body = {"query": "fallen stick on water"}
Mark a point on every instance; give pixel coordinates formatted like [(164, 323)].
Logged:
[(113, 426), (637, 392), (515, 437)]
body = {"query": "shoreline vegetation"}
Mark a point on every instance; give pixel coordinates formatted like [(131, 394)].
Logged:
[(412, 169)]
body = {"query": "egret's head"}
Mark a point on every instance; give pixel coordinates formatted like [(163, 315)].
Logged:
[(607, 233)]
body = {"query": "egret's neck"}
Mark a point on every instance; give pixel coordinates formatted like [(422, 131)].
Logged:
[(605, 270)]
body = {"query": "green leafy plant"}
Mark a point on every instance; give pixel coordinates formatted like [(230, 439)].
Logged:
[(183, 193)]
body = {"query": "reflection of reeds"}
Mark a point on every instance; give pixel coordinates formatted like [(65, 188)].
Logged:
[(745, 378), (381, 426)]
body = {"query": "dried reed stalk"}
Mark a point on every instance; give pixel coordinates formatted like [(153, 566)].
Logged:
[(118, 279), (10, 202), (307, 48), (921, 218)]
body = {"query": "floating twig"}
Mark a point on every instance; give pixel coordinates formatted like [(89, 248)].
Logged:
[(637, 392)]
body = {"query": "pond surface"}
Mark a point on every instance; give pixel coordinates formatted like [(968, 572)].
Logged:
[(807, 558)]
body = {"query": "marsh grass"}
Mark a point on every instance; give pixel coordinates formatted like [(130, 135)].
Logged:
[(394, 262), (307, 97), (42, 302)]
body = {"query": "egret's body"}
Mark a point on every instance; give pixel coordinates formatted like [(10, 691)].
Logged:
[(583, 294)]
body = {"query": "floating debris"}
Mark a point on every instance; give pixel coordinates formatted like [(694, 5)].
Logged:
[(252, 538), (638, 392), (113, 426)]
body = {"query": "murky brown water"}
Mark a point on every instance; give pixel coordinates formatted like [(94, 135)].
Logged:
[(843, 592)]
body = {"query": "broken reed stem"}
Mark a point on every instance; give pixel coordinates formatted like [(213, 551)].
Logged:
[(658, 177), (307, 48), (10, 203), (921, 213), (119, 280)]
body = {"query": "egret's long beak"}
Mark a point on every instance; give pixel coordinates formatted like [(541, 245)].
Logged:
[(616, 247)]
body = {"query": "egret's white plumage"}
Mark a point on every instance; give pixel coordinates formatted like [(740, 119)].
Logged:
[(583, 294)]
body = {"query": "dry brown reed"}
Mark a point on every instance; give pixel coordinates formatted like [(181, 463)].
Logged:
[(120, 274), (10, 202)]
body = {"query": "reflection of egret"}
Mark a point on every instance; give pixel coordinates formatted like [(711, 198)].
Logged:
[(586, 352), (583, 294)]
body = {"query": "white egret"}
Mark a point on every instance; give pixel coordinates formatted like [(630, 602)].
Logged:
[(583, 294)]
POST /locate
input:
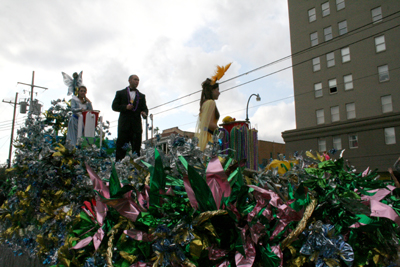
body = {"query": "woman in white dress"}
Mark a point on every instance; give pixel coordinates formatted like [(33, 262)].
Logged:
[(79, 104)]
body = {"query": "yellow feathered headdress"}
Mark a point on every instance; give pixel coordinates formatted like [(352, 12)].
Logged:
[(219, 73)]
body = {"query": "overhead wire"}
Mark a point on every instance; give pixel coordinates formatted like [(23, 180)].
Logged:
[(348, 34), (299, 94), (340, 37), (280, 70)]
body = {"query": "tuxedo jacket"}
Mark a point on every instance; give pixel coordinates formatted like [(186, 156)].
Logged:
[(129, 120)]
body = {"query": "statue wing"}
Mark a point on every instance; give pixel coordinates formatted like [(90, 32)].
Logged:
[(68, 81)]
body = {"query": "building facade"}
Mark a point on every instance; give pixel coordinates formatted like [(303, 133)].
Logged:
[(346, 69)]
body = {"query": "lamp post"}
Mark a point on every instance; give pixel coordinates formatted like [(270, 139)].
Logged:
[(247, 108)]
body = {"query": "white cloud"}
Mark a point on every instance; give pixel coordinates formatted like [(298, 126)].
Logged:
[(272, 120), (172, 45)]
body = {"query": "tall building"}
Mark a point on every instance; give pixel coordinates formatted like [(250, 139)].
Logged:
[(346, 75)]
...
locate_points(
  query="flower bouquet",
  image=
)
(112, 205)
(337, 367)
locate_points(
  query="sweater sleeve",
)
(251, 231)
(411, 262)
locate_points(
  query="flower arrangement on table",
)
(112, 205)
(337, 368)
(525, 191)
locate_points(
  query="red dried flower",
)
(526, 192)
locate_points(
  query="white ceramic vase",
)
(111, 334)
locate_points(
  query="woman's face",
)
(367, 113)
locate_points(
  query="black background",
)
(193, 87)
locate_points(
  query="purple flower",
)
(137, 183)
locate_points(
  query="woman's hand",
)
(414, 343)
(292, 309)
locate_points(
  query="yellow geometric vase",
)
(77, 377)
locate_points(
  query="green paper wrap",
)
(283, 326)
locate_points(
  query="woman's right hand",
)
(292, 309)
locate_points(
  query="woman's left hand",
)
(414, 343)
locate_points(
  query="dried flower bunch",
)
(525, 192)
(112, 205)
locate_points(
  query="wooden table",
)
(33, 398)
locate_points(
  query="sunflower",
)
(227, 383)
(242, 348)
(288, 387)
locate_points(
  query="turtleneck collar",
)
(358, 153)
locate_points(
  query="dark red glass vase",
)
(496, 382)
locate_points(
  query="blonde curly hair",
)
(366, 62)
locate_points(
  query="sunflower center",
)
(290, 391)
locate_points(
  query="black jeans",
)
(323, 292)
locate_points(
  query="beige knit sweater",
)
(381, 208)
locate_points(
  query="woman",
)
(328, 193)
--
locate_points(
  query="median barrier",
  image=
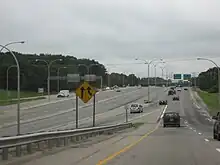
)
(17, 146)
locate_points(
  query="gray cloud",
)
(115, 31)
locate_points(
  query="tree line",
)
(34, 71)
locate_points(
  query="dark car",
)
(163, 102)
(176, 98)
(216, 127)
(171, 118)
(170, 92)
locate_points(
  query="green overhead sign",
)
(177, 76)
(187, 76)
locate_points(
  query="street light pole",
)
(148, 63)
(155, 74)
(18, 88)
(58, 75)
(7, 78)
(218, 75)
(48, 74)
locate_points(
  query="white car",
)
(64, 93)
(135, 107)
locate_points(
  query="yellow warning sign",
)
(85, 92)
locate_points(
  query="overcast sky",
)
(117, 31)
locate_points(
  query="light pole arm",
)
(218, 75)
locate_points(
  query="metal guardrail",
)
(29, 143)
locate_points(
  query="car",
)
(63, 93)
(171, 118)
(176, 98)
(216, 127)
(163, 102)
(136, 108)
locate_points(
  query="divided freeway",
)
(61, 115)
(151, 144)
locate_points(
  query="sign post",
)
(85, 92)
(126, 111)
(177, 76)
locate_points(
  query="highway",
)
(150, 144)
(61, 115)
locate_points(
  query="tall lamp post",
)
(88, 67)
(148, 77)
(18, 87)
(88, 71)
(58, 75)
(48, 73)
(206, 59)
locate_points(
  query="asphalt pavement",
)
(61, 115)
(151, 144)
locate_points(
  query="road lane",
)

■ Try it
How many of the lines above hold the word "building"? Answer with only the number.

■ Output of the exercise
2